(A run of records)
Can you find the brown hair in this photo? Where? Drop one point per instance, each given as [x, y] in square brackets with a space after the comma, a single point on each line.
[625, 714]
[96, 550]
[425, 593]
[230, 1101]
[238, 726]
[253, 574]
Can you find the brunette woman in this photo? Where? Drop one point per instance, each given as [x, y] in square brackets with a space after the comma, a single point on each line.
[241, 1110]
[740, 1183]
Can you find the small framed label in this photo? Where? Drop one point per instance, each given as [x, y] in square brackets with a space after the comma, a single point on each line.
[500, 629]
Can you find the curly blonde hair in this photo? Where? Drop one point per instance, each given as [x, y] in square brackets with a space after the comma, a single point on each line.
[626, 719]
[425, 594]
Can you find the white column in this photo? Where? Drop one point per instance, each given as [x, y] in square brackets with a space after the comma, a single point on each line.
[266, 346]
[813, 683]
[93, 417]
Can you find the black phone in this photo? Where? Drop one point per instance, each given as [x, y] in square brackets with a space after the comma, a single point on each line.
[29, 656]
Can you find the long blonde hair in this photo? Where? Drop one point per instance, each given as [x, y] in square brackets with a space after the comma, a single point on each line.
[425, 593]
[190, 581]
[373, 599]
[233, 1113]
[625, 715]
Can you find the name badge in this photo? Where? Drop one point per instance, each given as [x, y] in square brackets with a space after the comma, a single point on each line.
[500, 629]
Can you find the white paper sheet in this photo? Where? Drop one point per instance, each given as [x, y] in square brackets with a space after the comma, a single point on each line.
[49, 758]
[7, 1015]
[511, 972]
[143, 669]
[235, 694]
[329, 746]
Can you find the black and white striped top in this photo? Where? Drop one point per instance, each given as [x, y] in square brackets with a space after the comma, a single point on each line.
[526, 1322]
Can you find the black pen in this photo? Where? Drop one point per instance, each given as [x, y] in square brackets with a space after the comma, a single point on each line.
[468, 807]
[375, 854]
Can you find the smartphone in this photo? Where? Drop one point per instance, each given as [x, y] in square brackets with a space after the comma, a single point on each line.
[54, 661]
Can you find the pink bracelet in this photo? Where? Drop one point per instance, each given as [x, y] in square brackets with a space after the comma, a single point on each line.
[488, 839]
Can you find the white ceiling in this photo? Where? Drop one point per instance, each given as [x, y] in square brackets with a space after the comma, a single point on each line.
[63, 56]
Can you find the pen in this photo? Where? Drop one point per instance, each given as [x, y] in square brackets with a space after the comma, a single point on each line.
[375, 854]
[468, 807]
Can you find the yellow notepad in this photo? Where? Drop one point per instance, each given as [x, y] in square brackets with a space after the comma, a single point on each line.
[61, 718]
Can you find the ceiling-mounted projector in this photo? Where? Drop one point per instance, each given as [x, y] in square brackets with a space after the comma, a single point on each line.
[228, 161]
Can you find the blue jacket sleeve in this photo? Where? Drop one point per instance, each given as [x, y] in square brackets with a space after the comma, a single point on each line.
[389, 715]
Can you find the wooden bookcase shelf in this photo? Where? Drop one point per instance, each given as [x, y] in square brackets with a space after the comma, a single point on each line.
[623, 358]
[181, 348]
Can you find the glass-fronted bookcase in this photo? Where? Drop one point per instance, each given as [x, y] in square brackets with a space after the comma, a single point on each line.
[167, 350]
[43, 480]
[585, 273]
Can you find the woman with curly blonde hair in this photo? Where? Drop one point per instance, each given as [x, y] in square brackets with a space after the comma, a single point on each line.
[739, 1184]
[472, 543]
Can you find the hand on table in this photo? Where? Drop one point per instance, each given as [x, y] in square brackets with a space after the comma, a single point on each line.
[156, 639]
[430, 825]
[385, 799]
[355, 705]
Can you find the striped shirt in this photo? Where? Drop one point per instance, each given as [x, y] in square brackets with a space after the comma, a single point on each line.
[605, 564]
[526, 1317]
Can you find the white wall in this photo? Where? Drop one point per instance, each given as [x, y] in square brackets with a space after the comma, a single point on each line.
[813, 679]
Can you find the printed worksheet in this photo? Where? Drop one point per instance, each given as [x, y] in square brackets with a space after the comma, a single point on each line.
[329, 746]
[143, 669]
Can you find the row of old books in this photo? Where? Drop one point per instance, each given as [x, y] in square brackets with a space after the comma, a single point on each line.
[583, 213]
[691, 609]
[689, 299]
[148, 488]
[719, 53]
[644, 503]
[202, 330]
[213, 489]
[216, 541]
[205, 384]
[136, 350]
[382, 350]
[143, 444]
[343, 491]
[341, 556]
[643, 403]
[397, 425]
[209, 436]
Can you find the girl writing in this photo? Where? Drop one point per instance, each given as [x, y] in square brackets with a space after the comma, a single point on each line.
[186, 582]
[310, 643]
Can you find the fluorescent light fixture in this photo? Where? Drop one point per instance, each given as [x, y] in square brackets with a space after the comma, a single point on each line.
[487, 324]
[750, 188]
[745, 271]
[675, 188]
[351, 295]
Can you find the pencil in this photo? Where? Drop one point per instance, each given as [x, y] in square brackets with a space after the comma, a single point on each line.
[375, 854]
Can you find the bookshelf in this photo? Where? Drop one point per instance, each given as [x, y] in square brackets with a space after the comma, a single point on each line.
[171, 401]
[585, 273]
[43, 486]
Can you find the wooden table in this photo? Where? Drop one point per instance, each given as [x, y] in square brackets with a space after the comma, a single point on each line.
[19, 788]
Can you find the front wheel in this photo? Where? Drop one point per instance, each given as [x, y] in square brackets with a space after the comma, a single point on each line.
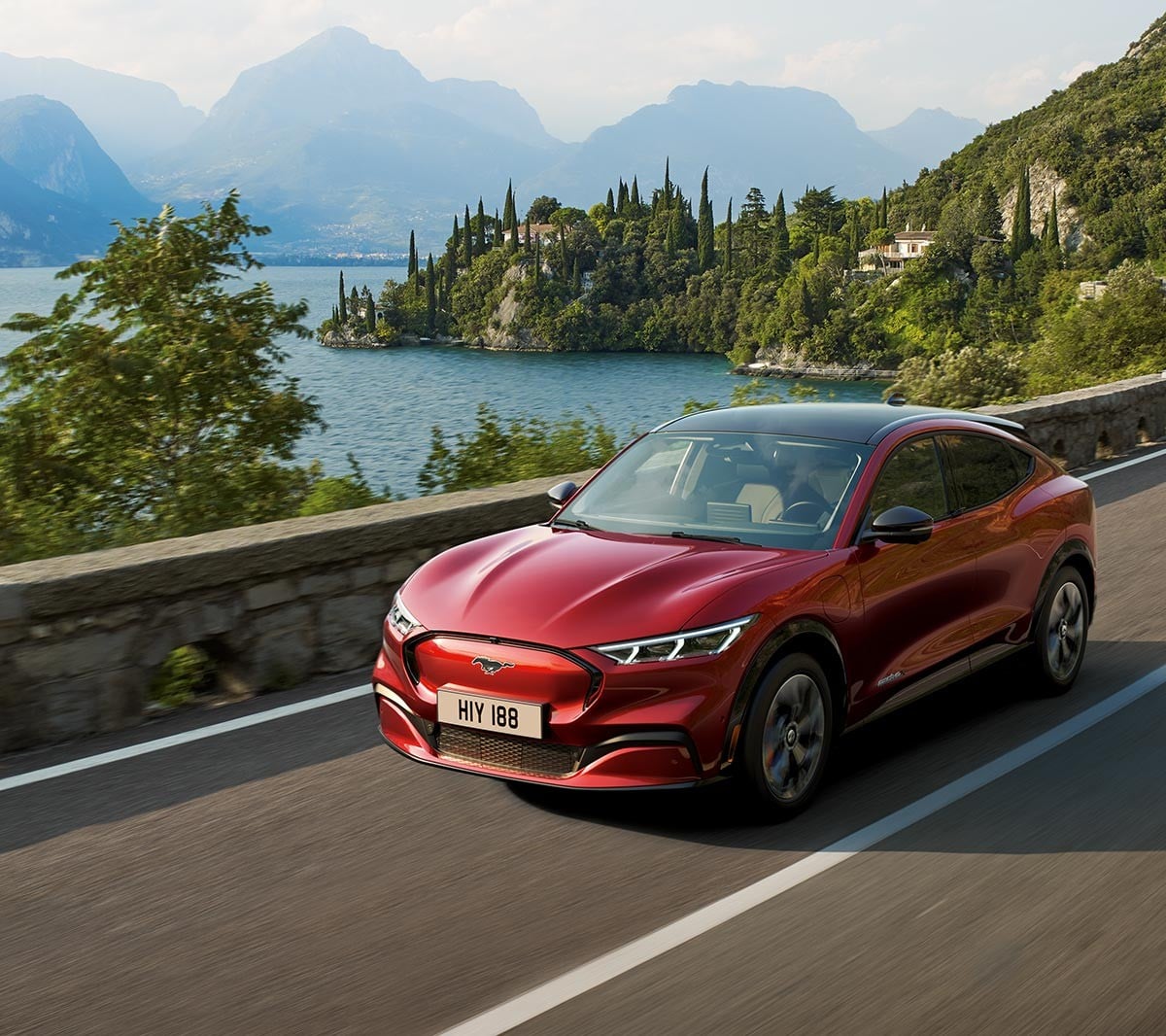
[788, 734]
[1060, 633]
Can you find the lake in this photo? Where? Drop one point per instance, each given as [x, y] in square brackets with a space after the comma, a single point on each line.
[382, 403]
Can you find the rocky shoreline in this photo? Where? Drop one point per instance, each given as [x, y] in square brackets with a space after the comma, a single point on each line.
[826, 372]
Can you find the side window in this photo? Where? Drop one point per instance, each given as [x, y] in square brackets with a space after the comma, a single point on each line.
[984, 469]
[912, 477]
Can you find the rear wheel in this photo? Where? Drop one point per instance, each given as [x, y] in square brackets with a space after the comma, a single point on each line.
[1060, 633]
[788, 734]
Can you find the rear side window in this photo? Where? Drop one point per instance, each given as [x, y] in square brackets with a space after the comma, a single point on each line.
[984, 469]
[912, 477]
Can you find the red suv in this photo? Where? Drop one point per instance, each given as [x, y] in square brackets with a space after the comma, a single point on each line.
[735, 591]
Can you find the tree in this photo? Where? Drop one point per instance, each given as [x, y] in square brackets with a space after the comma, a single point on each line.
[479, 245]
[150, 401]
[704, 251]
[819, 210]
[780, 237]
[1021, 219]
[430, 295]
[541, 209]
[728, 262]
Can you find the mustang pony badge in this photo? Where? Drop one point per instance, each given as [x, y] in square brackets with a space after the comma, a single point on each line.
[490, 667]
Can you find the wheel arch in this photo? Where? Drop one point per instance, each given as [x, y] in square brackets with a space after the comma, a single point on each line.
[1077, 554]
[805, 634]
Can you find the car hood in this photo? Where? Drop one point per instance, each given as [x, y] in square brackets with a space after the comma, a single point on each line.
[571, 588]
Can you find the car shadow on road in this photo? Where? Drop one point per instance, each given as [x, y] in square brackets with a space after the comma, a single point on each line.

(THE REQUEST) Write out the records above exactly as they appear, leaving out any pictures.

(EXPECTED ANSWER)
Can you find the brown hair in this photo? Where? Drop one point per instance, each given as [x, y] in square brackets with a space after the comma, a single point on each line.
[625, 714]
[96, 550]
[425, 593]
[230, 1101]
[238, 726]
[253, 574]
Can you find the brunette woman in this photo? Where? Drop one point per instance, each given as [x, y] in square brackets with a space after the comma, a single point on each line.
[241, 1110]
[740, 1183]
Can you find the small framed label in this photo? Where? Drop one point per instance, each given as [x, y] in square brackets with a space after the comma, a single point on each line.
[500, 629]
Can you find the curly blonde hair in this photo? Where? Drop one point per instance, each given as [x, y] in square brackets with a space after the comma, a single point on each line.
[626, 719]
[425, 594]
Can you find the white column in this photo? Where? Drop one point per instance, each given as [x, y] in square brackets with a space after the comma, a single point on each line.
[266, 346]
[813, 683]
[93, 417]
Can you find the black phone in this photo? Where? Drop one point per instance, each given as [x, y] in square brackets with a space after the comma, a single point on each line.
[29, 656]
Can you find the long blonde hair in this photo? Where? Drop one point per instance, each given as [x, y] in square brackets with a space after the comma, a single point on each line.
[425, 593]
[190, 581]
[373, 599]
[233, 1113]
[625, 715]
Can you find the name badge in this photo? Where? Drop one point per instance, each given as [x, y] in square brackets with a space after the comma, a single point on each line.
[500, 629]
Can you find the white paper sheet in this photo? Where? Drop one point per instance, each given as [x, y] in square brackets with a space after the comma, a single point on each line.
[49, 758]
[7, 1015]
[511, 972]
[143, 669]
[235, 694]
[329, 746]
Can you find the black and white striped top in this photo? Where? Drop one point per instance, each given as [x, y] in square brackets with a space after the comma, a single point on each line.
[526, 1322]
Can you find the black pen in this photo? Where? Drop one point per instance, each given as [x, y] in square brackets with a space after the comma, a single point on each line.
[468, 807]
[375, 854]
Can you find the smartphone in this photo? Where? Drop one point per instance, each given as [x, y] in square brackets with a space after the comma, a single point on each line.
[54, 661]
Can you find the pink bracelet in this photo? Where? Drop one point per instance, each given as [x, y] in square brackets with a space after the comma, a single point on each line.
[488, 839]
Can you find the white ceiling in this photo? Where? Drop one point per instance, each given as [x, y] in square brackets with a space after the comma, a single point on each line.
[63, 56]
Can you find the pen in this photo? Where? Drop one point per instance, each given as [x, y] in square brackets with a space after the comma, a single point on each line.
[375, 854]
[468, 807]
Can you find the yellow notepad in this photo? Where? Drop one point per instance, each given as [x, y] in square brackets with a space after the comma, a single point on each line.
[61, 718]
Can you find the ceiling-mounted projector in this photo? Where? Drop one point per instance, each given as [x, y] in square brackets with a space after the comma, a single point on each line.
[228, 161]
Can you find the blue jacket sleeve in this photo? Where? Drop one point per instance, each given as [x, y] in square brackets with a space after the comma, a single point on each line.
[389, 715]
Can you find the wooden bookcase shelf in this photo? Where? Drop one point per instance, each given as [x, y] in square brackets with a space after the comma, a single point on each line.
[623, 358]
[181, 348]
Can you find the glass-fronted bookcase in this photo? Where? Drop one point per instance, each given as [x, y] in square brackets with a space after the comma, a single point on each line.
[167, 350]
[43, 480]
[585, 273]
Can you find the woman with curly blonde hair in this photo? Where? Drop one point per instance, each given as [x, y] in square brackets with a space after the comma, a single point on each line.
[739, 1184]
[472, 543]
Can you find the hand on table in this photo? Where? Drop one point per instance, each given as [x, y] in square brackets with a space after the comma, a single point on each line.
[156, 639]
[430, 825]
[385, 799]
[355, 705]
Can you find the striped shirt in this photo? Where? Drop one point per instance, each given as [x, y] in square brackets with a space after the comma, a single point on each line.
[605, 564]
[526, 1317]
Can you find the white wall in this photo? Where? Drop one point per instance, each given as [x, y] in square brackets with a space after the comma, a single point on each line.
[813, 679]
Can you find the printed worksheet in this photo? Where? Drop one point per instance, each given as [x, y] in square brackets with a space after the comma, a single point on each line.
[329, 746]
[143, 669]
Can you find the row of old books in this photo? Where? Drop one point per instance, each given as [x, y] in square brackets with a space after the comma, a single point on each line.
[583, 213]
[691, 609]
[689, 299]
[148, 488]
[719, 53]
[644, 503]
[202, 330]
[213, 489]
[216, 541]
[205, 384]
[136, 350]
[382, 350]
[143, 444]
[343, 491]
[341, 556]
[643, 403]
[397, 425]
[209, 436]
Can you find the girl writing in this photo? Where? Drop one point per instance, each given as [x, y] in square brackets with a space after the comma, a single point on each line.
[186, 582]
[310, 643]
Can you find the fluorescent light fixture in this photo? Where? Drop one point per instance, each given as [x, y] in square brackets with a space after the comma, a single point on each line.
[487, 324]
[750, 188]
[745, 271]
[675, 188]
[351, 295]
Can you find the pencil in this photo? Where? Drop one point per instance, each given as [x, y] in square brackets with a space after the comma, a single point on each line.
[375, 854]
Can you find the bookshelf in this photo? Where? Drop one point per instance, each given as [x, y] in square brackets with a space after the comma, a single point on each line.
[171, 401]
[585, 273]
[43, 486]
Can you find the wooden table in this photo? Where? Drop one point per instance, each given as [x, y] in square brackets with a space after the comma, a single point on each line.
[19, 788]
Can you find the front wheel in this photo? Where? Drop one point per instance, each given as [x, y] in square brackets with a space after the comma, a single point on each line.
[788, 734]
[1060, 633]
Can you find the lake in this photo? Where? Drop one point per instance, each given as [x, y] in square brackets with a space after the comma, a single point on each line.
[382, 403]
Can you find the rocky shoreline in this photo? Where? Drop one point per instance, each given as [x, y] in square brackets with a space after the comma, a single point on each line.
[826, 372]
Can you find the side window in this photo? Where? Drop one point per instance, each given as [x, y] in square brackets with a space after the comma, a single point on each line.
[984, 469]
[912, 477]
Can you find the rear wheel in this photo? Where? Drop one point per instance, each given as [x, y] in square brackets with a space after the comma, a single point on each line.
[1060, 633]
[788, 734]
Can you find the rear side window in this photo? Where? Drop one point per instance, each given as [x, y] in square brackets with a space after the comma, a single point on each line.
[984, 469]
[912, 477]
Can you find the red suv in this photo? Where? Drop one point per instance, each given as [x, y] in square brackets with a space after the comma, a single point on each line.
[735, 591]
Can you find the tree in this photo? Where? Drop one point per instance, each given as [x, y] in square brackets with a space after the comma, a single point on each line.
[479, 245]
[150, 401]
[704, 251]
[819, 210]
[780, 237]
[1021, 219]
[430, 295]
[541, 209]
[728, 262]
Can you find the mustang pony badge in this photo? Where? Drop one point per instance, each given as [x, y] in square brackets with a space after the comma, a single point on each line.
[490, 667]
Can you find the wheel arch in this photo? Where? Drop one point per instance, each given as [x, y] in square brackets with a space after the comma, a single point on each line.
[1077, 554]
[805, 634]
Can you find the car hood in this photo? Where? Drop one point per instance, each given as [x, y] in square brackets with a space after the comma, a single point on each line.
[571, 588]
Can you find the car shadow on road in this photo? Where? Drop one point per instance, each given as [x, y] in square brackets with a space after the comma, a single point on each line.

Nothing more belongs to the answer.